Starting with the line that contains "If you could locate the chrome", set down each line through the end of the entries below, exactly and with nothing added.

→ Stored entries:
○ ○ ○

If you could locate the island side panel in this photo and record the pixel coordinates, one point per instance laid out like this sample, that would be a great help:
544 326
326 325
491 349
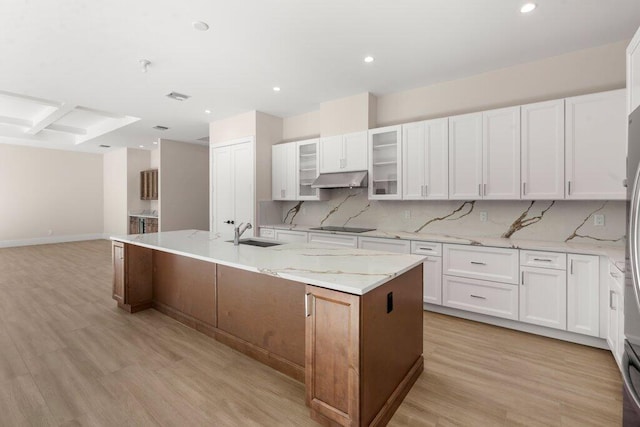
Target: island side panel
391 345
138 274
262 316
184 288
333 356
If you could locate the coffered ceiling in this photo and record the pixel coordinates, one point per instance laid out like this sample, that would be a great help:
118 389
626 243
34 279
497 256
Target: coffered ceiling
70 75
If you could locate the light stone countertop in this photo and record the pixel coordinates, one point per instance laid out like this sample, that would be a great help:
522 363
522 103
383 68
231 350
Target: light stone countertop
614 253
354 271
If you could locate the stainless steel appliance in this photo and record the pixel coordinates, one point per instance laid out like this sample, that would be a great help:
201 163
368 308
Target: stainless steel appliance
631 359
343 229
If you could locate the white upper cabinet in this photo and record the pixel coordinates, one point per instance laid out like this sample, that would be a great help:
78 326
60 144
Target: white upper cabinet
283 171
633 73
308 169
542 150
501 153
343 153
425 151
465 157
385 163
595 146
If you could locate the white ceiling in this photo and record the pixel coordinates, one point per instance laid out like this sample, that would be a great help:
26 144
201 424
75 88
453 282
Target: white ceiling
80 53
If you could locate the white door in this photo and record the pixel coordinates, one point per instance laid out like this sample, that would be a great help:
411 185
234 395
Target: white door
233 189
437 159
501 153
465 157
355 151
543 297
583 301
542 145
331 154
413 161
432 280
596 145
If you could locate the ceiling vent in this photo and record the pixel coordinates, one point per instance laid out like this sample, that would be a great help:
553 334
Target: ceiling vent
178 96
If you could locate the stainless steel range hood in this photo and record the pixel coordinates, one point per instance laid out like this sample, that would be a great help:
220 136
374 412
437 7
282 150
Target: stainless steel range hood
341 180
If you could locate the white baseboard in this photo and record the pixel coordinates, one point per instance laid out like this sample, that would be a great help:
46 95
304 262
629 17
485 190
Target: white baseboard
51 239
521 326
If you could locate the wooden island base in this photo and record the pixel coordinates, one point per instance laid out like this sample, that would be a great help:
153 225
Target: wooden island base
358 355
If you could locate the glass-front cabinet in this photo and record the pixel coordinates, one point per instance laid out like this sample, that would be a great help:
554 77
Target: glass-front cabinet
385 163
308 170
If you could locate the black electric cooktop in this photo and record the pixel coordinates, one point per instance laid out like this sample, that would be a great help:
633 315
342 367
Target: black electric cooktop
344 229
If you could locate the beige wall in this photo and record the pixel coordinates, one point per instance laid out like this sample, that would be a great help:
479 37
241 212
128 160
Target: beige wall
184 186
590 70
115 192
345 115
43 190
232 128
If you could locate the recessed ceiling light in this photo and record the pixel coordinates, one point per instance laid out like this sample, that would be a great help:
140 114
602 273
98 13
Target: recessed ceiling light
527 7
200 26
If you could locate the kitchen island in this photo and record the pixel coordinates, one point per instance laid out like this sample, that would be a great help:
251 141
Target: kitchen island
346 322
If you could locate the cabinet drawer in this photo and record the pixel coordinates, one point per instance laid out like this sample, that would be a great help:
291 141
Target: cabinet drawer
387 245
267 233
338 240
291 236
543 259
480 296
497 264
426 248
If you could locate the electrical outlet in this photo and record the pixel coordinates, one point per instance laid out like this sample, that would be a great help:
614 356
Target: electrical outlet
598 219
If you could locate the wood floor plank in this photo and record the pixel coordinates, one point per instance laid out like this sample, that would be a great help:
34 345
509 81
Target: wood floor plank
69 357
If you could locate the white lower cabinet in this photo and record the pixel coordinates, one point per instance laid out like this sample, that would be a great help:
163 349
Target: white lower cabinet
431 270
337 240
291 236
583 300
481 296
543 297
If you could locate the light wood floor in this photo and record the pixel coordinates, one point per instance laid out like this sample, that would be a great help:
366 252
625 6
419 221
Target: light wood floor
69 357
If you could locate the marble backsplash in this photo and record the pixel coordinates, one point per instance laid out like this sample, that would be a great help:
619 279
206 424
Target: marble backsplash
559 220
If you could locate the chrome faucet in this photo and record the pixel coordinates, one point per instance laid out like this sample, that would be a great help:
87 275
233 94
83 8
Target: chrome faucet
238 232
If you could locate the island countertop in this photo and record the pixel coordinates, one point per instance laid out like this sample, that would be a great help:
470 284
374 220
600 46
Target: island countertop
354 271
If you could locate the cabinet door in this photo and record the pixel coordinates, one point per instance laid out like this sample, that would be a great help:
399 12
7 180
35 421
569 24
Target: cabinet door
331 154
414 159
465 157
583 302
543 297
432 280
596 143
117 253
501 153
355 151
385 163
542 156
332 355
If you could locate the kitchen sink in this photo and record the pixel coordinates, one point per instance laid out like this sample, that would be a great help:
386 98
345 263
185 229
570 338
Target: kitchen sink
259 243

○ ○ ○

→ Reply to the exercise:
If you could locate the chrome faucet in this photo and record the pixel coordinates, one point per instance laid out like this sample, that would be a great help:
87 275
233 94
83 8
Target: chrome faucet
238 232
If you could locate the island countertop in this photo and record the pixel coordinates, one point per instance laid out like this sample, that would be a great help:
470 284
374 220
600 46
Target: island countertop
354 271
If you could locate the cabinet door in this photo and record the pixel coordinates, one point per instance laid out like this sample, that would be a great help:
399 12
7 180
35 421
569 24
Target: cabinet door
331 154
414 159
465 157
583 302
543 297
432 280
596 143
117 253
501 153
355 151
385 163
542 156
332 355
If you could locate the kitchen sink in this photo and record the pixel coordinates, one point per instance laid out like this sample, that would be a great help:
386 98
345 263
185 229
570 338
Target: kitchen sink
259 243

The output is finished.